• _What the exercise asks_: Copy these lines word for word, beginning at the line that contains "the black dishwasher." and continuing through the last line.

---------- Exercise materials

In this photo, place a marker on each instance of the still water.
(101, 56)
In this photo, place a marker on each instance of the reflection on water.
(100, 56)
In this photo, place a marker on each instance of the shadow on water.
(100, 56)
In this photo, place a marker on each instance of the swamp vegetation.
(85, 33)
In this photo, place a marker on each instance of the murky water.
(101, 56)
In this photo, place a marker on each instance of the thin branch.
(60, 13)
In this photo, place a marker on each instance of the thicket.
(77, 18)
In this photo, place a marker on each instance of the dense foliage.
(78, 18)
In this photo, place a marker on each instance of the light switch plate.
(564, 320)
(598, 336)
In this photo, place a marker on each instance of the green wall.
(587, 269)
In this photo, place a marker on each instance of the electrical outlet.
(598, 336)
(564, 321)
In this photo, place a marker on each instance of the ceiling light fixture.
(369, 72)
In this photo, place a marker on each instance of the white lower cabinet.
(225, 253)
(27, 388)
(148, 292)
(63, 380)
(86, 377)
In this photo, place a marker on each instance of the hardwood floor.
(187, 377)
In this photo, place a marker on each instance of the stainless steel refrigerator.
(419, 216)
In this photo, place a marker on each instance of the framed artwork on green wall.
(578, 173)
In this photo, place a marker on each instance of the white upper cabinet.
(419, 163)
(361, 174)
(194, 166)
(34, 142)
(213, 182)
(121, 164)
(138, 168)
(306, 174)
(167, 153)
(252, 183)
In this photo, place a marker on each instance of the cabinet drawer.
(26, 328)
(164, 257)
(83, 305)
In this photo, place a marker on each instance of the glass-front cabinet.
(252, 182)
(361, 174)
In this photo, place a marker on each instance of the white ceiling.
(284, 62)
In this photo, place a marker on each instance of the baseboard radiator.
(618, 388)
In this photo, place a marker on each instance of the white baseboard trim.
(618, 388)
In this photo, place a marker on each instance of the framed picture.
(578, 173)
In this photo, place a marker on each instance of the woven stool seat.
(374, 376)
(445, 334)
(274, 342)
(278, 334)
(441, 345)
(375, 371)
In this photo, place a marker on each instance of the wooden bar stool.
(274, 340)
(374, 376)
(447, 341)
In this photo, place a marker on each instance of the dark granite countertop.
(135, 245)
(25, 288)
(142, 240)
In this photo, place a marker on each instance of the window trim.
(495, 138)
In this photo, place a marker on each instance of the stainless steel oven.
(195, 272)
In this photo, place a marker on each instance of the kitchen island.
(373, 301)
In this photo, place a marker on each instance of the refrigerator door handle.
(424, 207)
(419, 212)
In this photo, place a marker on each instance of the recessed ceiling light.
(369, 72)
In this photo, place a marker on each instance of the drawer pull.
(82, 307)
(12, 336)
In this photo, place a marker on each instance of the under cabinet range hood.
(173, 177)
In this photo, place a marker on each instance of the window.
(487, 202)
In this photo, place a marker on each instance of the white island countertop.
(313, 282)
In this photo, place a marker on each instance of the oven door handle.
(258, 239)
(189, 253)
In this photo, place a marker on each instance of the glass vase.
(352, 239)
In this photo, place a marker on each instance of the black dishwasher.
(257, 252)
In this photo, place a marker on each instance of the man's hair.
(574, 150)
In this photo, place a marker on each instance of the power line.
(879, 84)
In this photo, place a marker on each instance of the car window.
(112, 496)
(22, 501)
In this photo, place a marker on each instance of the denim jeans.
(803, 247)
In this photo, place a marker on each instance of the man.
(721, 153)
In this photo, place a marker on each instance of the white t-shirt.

--------------------

• _Full output_:
In this photo, place a marker on each instance of the black dishwasher.
(257, 252)
In this photo, place a marker on each instance of the man's hair.
(574, 150)
In this photo, place a marker on each instance of the power line.
(879, 84)
In this photo, place a marker on each instance of the car window.
(112, 496)
(22, 501)
In this photo, place a marker on each instance of the denim jeans.
(803, 247)
In this photo, place a marker on each instance of the man.
(721, 153)
In this photo, place a marker on each instance of the white t-shirt.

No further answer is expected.